*Excerpt*.
........

Yeah, indefinite advancement with no scaling is the number one way to get to this thing you’re trying to avoid:
- Giant, insurmountable gulfs in power level between ‘old’ characters and ‘new’ characters.
There are a handful of ideas I am considering:
- Use classes and restrict some things behind classes.
This does sound like basically a form of enforced specialization, which is something I think is good to reward in general. I am a fan of systems that reward specialization in some fashion. It could be something like this, where you’re just entirely locked out of certain routes based on a class you choose.
- Allow experience expenditure only on things you fail.
I don’t really understand this one. Just that you have to have failed a roll on something before you can raise it?
- Force choices between abilities in tiers.
Can you expand on that?
- Use a pyramid-type structure where you have to build the base of the pyramid to get to a higher tier of abilities. Make expansion of the base potentially more expensive over time so that being too broad gets prohibitively expensive.

........

*Exercises*.
A - Please duplicate the passage of the character-advancement excerpt starting at "This does sound" and ending at "expand on that?".
B - Pull out every line of the records that contains the string "animal", matching case exactly.
The excerpt and the records have no connection to each other.

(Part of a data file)
........

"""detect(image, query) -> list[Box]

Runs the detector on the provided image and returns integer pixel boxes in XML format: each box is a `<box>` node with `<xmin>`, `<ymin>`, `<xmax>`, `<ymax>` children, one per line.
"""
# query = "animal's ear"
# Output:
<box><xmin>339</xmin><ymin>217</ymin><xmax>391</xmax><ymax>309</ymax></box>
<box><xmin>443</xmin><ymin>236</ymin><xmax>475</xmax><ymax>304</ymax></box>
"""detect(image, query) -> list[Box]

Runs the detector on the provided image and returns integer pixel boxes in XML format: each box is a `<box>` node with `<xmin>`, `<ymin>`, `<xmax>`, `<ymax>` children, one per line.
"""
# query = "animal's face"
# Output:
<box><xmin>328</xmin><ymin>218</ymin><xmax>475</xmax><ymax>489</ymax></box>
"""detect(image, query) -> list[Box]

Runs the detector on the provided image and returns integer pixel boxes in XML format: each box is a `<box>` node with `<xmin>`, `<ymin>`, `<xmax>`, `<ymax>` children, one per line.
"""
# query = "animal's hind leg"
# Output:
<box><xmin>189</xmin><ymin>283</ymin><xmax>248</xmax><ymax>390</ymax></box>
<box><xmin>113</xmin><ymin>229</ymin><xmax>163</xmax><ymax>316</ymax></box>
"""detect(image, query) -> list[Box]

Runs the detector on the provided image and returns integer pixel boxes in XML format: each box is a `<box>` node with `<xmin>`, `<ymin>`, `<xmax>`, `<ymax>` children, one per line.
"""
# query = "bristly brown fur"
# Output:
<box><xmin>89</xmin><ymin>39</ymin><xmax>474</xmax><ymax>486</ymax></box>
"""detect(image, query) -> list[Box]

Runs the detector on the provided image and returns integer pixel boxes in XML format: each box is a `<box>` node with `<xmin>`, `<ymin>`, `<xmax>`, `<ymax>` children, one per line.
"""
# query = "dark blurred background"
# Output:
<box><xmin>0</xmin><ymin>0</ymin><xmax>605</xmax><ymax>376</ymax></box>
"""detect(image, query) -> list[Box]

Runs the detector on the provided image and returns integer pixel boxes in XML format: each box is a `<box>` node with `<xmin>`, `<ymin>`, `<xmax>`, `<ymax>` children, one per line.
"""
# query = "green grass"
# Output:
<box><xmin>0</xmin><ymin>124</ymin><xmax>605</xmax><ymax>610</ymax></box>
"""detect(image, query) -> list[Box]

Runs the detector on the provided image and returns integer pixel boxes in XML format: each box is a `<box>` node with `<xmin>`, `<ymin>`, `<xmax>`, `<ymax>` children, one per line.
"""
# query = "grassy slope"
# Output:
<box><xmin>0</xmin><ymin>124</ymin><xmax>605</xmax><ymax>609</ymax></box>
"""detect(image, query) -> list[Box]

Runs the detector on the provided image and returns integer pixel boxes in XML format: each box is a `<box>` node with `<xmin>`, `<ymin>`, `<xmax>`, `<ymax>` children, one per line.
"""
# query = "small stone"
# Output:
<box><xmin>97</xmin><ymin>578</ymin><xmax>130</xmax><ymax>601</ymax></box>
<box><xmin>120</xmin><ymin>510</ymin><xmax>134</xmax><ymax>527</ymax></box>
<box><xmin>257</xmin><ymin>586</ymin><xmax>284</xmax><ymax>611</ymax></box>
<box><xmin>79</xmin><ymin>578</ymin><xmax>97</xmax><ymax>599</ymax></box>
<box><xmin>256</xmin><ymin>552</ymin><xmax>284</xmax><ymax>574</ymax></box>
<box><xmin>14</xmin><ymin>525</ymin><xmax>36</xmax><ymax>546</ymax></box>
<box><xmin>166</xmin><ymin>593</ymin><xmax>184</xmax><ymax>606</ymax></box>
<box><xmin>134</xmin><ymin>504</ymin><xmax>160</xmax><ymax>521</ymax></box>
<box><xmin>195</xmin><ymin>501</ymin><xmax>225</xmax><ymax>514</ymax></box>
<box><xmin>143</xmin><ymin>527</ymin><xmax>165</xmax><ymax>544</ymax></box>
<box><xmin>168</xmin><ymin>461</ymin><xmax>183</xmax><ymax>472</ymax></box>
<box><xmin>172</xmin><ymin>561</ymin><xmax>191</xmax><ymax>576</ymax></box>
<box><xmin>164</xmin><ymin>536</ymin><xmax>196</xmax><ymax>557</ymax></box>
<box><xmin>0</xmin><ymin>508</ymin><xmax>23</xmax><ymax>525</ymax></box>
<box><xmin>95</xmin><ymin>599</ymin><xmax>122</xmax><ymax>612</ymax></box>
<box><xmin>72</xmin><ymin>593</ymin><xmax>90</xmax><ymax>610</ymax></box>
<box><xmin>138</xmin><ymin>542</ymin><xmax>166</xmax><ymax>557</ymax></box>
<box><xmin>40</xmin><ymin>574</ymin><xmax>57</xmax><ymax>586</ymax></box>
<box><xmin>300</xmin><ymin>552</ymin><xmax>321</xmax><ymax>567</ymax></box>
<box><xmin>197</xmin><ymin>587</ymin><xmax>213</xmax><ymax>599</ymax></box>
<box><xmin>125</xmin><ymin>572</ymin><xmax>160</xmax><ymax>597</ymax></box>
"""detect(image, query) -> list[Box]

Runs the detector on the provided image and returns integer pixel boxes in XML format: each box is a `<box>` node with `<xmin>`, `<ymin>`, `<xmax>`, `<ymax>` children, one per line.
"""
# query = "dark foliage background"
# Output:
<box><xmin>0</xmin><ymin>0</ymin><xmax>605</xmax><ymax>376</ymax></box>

........

*Solutions for each task*.
A -
This does sound like basically a form of enforced specialization, which is something I think is good to reward in general. I am a fan of systems that reward specialization in some fashion. It could be something like this, where you’re just entirely locked out of certain routes based on a class you choose.
- Allow experience expenditure only on things you fail.
I don’t really understand this one. Just that you have to have failed a roll on something before you can raise it?
- Force choices between abilities in tiers.
Can you expand on that?

B -
# query = "animal's ear"
# query = "animal's face"
# query = "animal's hind leg"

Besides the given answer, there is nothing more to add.